Is scrutiny on the rise for long-term disability claims?

Julius Melnitzer | June 17, 2019

A recent RBC Insurance Services Inc. study found 45 percent of employees on disability claimed their workplaces pressured them to go back earlier than they felt they were able to do so. This is a significant increase from the 33 per cent of respondents who said the same in the previous year’s survey.

Indeed, there’s a growing tendency on the part of employers and insurers to deny employees’ long-term disability claims, according to claimants’ lawyers. “We have noticed that insurance companies are raising their level of scrutiny and tactics to deny LTD benefits,” says Nainesh Kotak, a Mississauga, Ont.-based personal injury lawyer.

This is counterproductive, says Kotak, noting most people don’t want to be off work, and many would get back on the job more quickly if they were allowed to do so. 

But Teri MacDonald, a lawyer at Blaney McMurtry LLP, who represents disability insurers, says that increased scrutiny occurs only when it’s warranted. “The idea that insurance company pressure or delay is somehow preventing people from returning to work as quickly as they might is misplaced.

“The point is insurers can’t take what claimants say at face value because there are many examples of misrepresentations and inaccuracies, and it’s claimants’ obligation to supply the medical documentation supporting their inability to return to work in any capacity.”

That’s easier said than done, says Kotak, noting one reason is doctors tend to be very busy. “Claimant’s physicians are often reluctant to fill out disability forms, and the brief conversations these doctors typically have with disability insurance company staff nurses often leads to mischaracterization of the doctor’s view of the claimant’s work-related restrictions. We are definitely seeing more insurers deny claims based on what they perceive as insufficient medical information.”

The situation becomes more acute when insurers seek independent medical assessments or are asked to participate in rehabilitation programs of the insurer’s choosing, adds Kotak. “Often these doctors are not really independent and will give an opinion that contradicts an opinion from the claimant’s doctor that her patient cannot return to work. The same is true when the insurer chooses a functional ability assessor or rehab program: their reports will not be favourable to the claimant.”

But MacDonald begs to differ. “Suggestions or pressure about participating in a particular retraining or vocational programs occurs only if it is medically supported,” she says. “I haven’t seen insurers insist on such programs or even a gradual return to work unless they have the evidence behind them.”

According to Kotak, the fact that some insurers are resorting to social media scrutiny as an investigative tool also factors into the equation — albeit inappropriately, in his view.

“People are doing things like updating their resumés on sites such as LinkedIn in the hope that they will get back to work even as insurers are using that sort of thing to question whether they’re totally disabled,” he says.

MacDonald notes that times have changed and so have investigative techniques. “Social media is just one of many legitimate tools available to insurers, but I’ve rarely seen it used in isolation when insurers are assessing their exposure,” she says.

“Besides, claimants are putting much less out there than they used to, because, as time goes on, plaintiffs’ lawyers have been aggressively warning them that their posts can be used against them.”
__________________________________________________
## Task directions
Restate the passage of the article on long-term disability claims between "But Teri MacDonald, a" and "might is misplaced.", inclusive, switching "misplaced" to "mistaken".

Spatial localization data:
__________________________________________________
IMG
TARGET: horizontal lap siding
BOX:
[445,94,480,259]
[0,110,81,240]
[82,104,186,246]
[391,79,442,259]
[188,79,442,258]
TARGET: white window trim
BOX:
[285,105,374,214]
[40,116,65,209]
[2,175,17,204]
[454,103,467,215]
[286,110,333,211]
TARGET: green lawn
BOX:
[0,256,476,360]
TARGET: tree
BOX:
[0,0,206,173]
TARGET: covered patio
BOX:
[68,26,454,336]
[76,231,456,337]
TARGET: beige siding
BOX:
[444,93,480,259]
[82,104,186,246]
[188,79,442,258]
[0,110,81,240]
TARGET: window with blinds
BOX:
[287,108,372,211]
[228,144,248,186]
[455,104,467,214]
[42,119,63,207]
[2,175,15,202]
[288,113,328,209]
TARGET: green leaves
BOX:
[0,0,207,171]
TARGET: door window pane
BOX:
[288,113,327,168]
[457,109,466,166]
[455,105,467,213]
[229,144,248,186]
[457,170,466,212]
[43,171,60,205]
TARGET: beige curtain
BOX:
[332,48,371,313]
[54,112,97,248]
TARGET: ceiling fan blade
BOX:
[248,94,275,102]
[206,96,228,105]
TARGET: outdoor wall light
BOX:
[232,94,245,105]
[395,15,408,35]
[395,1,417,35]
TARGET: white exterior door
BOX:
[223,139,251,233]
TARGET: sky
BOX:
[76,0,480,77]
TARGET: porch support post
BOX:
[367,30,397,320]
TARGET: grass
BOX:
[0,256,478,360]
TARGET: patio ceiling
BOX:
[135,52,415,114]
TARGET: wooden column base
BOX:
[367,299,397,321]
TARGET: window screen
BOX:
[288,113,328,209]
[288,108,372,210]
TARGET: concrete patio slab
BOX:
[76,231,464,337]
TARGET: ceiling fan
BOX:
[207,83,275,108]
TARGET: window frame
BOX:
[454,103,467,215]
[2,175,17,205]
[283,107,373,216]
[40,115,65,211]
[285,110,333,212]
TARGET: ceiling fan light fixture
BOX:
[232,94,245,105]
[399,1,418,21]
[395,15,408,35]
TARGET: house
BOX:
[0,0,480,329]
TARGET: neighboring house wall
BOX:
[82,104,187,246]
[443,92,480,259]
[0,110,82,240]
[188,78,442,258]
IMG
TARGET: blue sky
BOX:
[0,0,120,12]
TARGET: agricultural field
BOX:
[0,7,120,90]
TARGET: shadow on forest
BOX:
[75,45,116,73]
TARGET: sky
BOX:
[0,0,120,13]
__________________________________________________
## Expected answer
But Teri MacDonald, a lawyer at Blaney McMurtry LLP, who represents disability insurers, says that increased scrutiny occurs only when it’s warranted. “The idea that insurance company pressure or delay is somehow preventing people from returning to work as quickly as they might is mistaken.